**Dataset entries**
....

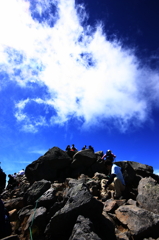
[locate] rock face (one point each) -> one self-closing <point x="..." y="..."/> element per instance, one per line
<point x="53" y="162"/>
<point x="59" y="197"/>
<point x="148" y="194"/>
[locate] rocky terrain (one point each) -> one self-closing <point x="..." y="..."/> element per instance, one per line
<point x="59" y="198"/>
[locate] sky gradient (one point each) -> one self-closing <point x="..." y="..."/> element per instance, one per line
<point x="82" y="72"/>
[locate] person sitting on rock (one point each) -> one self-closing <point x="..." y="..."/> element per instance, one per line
<point x="91" y="148"/>
<point x="115" y="182"/>
<point x="21" y="172"/>
<point x="84" y="147"/>
<point x="68" y="148"/>
<point x="73" y="148"/>
<point x="12" y="182"/>
<point x="109" y="156"/>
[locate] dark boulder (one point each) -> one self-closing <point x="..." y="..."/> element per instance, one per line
<point x="36" y="191"/>
<point x="148" y="194"/>
<point x="80" y="202"/>
<point x="83" y="229"/>
<point x="48" y="166"/>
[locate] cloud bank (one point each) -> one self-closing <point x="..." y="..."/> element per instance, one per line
<point x="88" y="78"/>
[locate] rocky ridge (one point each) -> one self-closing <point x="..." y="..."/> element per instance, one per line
<point x="59" y="198"/>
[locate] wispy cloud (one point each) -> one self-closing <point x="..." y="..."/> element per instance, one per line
<point x="87" y="77"/>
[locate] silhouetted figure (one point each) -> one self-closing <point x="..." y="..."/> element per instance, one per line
<point x="68" y="148"/>
<point x="21" y="172"/>
<point x="2" y="180"/>
<point x="109" y="156"/>
<point x="84" y="147"/>
<point x="73" y="148"/>
<point x="5" y="226"/>
<point x="12" y="182"/>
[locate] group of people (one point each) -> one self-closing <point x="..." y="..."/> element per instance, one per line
<point x="74" y="149"/>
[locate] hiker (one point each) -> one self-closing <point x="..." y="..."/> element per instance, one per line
<point x="115" y="182"/>
<point x="84" y="147"/>
<point x="109" y="156"/>
<point x="91" y="148"/>
<point x="2" y="180"/>
<point x="21" y="172"/>
<point x="73" y="149"/>
<point x="68" y="148"/>
<point x="12" y="182"/>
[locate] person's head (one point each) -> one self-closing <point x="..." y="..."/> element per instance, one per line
<point x="108" y="164"/>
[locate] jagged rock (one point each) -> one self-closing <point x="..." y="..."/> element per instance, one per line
<point x="132" y="202"/>
<point x="80" y="202"/>
<point x="13" y="215"/>
<point x="110" y="205"/>
<point x="128" y="172"/>
<point x="36" y="190"/>
<point x="37" y="222"/>
<point x="26" y="211"/>
<point x="83" y="229"/>
<point x="48" y="198"/>
<point x="65" y="201"/>
<point x="15" y="203"/>
<point x="83" y="159"/>
<point x="140" y="222"/>
<point x="48" y="166"/>
<point x="99" y="176"/>
<point x="148" y="194"/>
<point x="139" y="167"/>
<point x="123" y="236"/>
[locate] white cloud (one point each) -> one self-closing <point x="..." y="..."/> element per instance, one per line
<point x="87" y="76"/>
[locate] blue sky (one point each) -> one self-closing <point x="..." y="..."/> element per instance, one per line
<point x="82" y="72"/>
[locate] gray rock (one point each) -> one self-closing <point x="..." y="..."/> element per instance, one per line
<point x="15" y="203"/>
<point x="80" y="202"/>
<point x="36" y="191"/>
<point x="129" y="173"/>
<point x="37" y="222"/>
<point x="84" y="158"/>
<point x="140" y="222"/>
<point x="48" y="166"/>
<point x="148" y="194"/>
<point x="83" y="229"/>
<point x="48" y="198"/>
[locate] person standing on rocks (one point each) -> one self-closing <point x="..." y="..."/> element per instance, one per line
<point x="115" y="182"/>
<point x="109" y="156"/>
<point x="73" y="148"/>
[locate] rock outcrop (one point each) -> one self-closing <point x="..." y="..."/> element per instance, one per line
<point x="59" y="197"/>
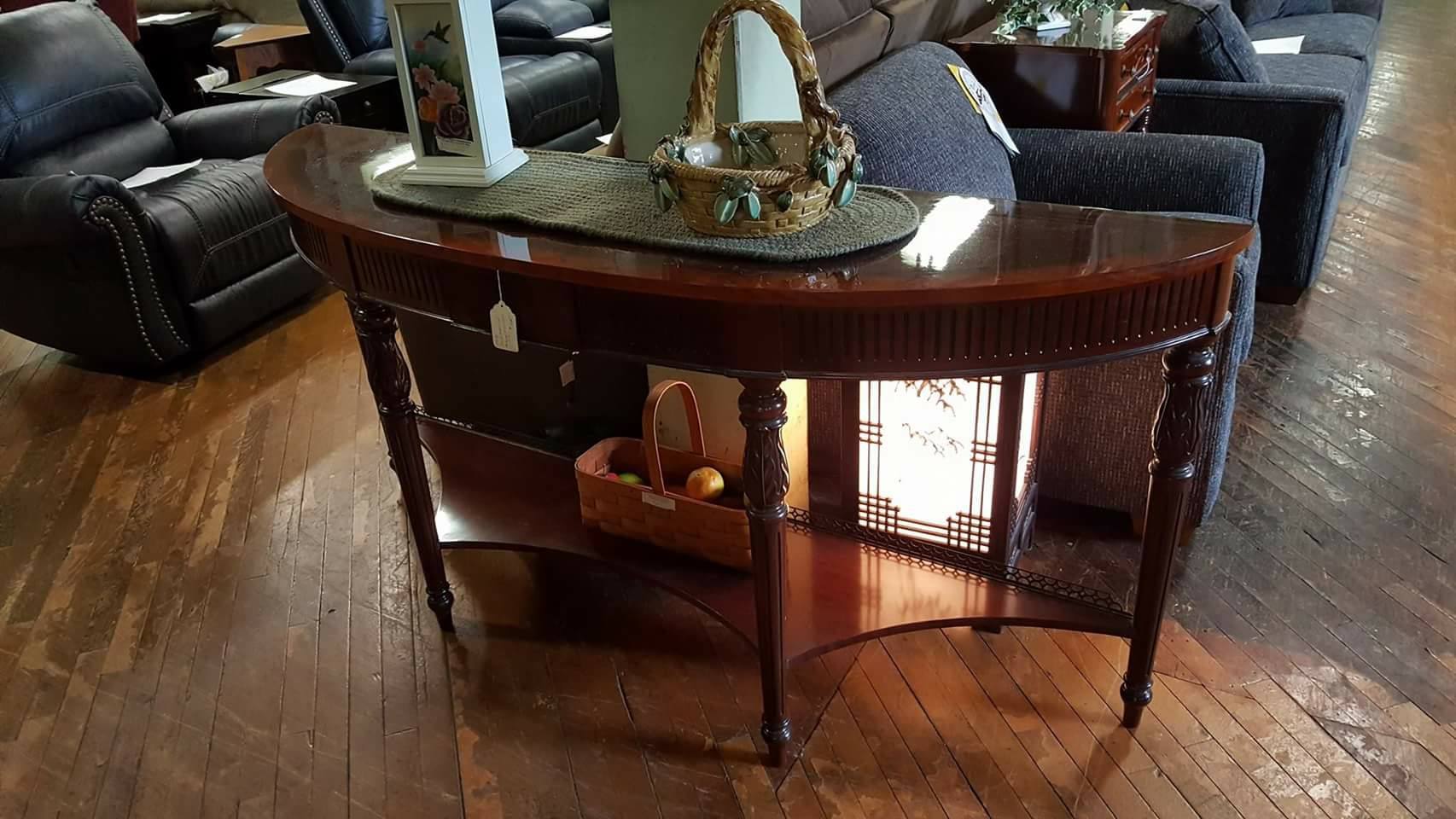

....

**Short problem**
Switch each "locate" in the rows above to "find" and write the rows out again with nothing else altered. Leave the pictures out.

**Finished answer**
[find] rock face (one point each) -> one self-closing <point x="..." y="..."/> element per instance, one per line
<point x="53" y="162"/>
<point x="59" y="197"/>
<point x="148" y="194"/>
[find] rocky terrain (one point each) -> one self-closing <point x="..." y="..."/> element per instance, one per line
<point x="59" y="198"/>
[find] sky gradient (one point each) -> one self-closing <point x="..." y="..."/> element per instance, one per line
<point x="82" y="72"/>
[find] person sitting on rock (one point each) -> one self-closing <point x="..." y="..."/> element per instance, one per line
<point x="91" y="148"/>
<point x="115" y="182"/>
<point x="21" y="172"/>
<point x="84" y="147"/>
<point x="68" y="148"/>
<point x="73" y="148"/>
<point x="12" y="182"/>
<point x="109" y="156"/>
[find] dark boulder (one point each) -> one self-closing <point x="..." y="..."/> element per instance, one per line
<point x="36" y="191"/>
<point x="148" y="194"/>
<point x="80" y="202"/>
<point x="83" y="229"/>
<point x="48" y="166"/>
[find] cloud bank (one point each) -> one self-closing <point x="..." y="..."/> element per instance, one per line
<point x="88" y="78"/>
[find] rocky ridge (one point each) -> one self-closing <point x="..." y="..."/> element per instance, one per line
<point x="59" y="198"/>
[find] wispy cloud (one point each) -> one self-closing <point x="..." y="..."/> element per instance, one per line
<point x="87" y="77"/>
[find] silhouetted figure (one point each) -> one self-closing <point x="..." y="..."/> element per instance, one per line
<point x="68" y="148"/>
<point x="21" y="172"/>
<point x="2" y="180"/>
<point x="109" y="156"/>
<point x="84" y="147"/>
<point x="73" y="148"/>
<point x="5" y="226"/>
<point x="12" y="182"/>
[find] group of people (one point each) -> one self-closing <point x="..." y="..."/> element per instance, one per line
<point x="74" y="149"/>
[find] hiker (one point each) -> one self-closing <point x="..." y="..."/> element per instance, one per line
<point x="115" y="182"/>
<point x="84" y="147"/>
<point x="109" y="156"/>
<point x="91" y="148"/>
<point x="2" y="180"/>
<point x="21" y="172"/>
<point x="73" y="149"/>
<point x="68" y="148"/>
<point x="12" y="182"/>
[find] person's head (one point each) -> one self-closing <point x="..." y="..."/> element per instance, one per line
<point x="108" y="164"/>
[find] jagged rock (one point each) -> one self-closing <point x="..." y="..."/> element per instance, one per line
<point x="132" y="202"/>
<point x="80" y="202"/>
<point x="13" y="215"/>
<point x="110" y="205"/>
<point x="128" y="172"/>
<point x="36" y="190"/>
<point x="37" y="222"/>
<point x="26" y="211"/>
<point x="83" y="229"/>
<point x="48" y="198"/>
<point x="65" y="201"/>
<point x="15" y="203"/>
<point x="83" y="159"/>
<point x="140" y="222"/>
<point x="48" y="166"/>
<point x="99" y="176"/>
<point x="148" y="194"/>
<point x="139" y="167"/>
<point x="123" y="236"/>
[find] white cloud (one point each) -> one self-closing <point x="..." y="..."/> element per instance, one per line
<point x="87" y="76"/>
[find] blue sky (one point each) -> one self-closing <point x="..." y="..."/> element per instance, one per line
<point x="82" y="72"/>
[find] gray rock (one point each) -> one self-closing <point x="..." y="..."/> element per instance, one per line
<point x="15" y="203"/>
<point x="80" y="202"/>
<point x="36" y="191"/>
<point x="129" y="173"/>
<point x="37" y="222"/>
<point x="84" y="158"/>
<point x="140" y="222"/>
<point x="48" y="166"/>
<point x="148" y="194"/>
<point x="83" y="229"/>
<point x="48" y="198"/>
[find] person standing on rocks (one point each) -> one self-closing <point x="..." y="..."/> element per instance, one per line
<point x="115" y="182"/>
<point x="109" y="156"/>
<point x="73" y="148"/>
[find] rock outcrop (one point each) -> one self-closing <point x="..." y="..."/> element per instance, one per line
<point x="59" y="197"/>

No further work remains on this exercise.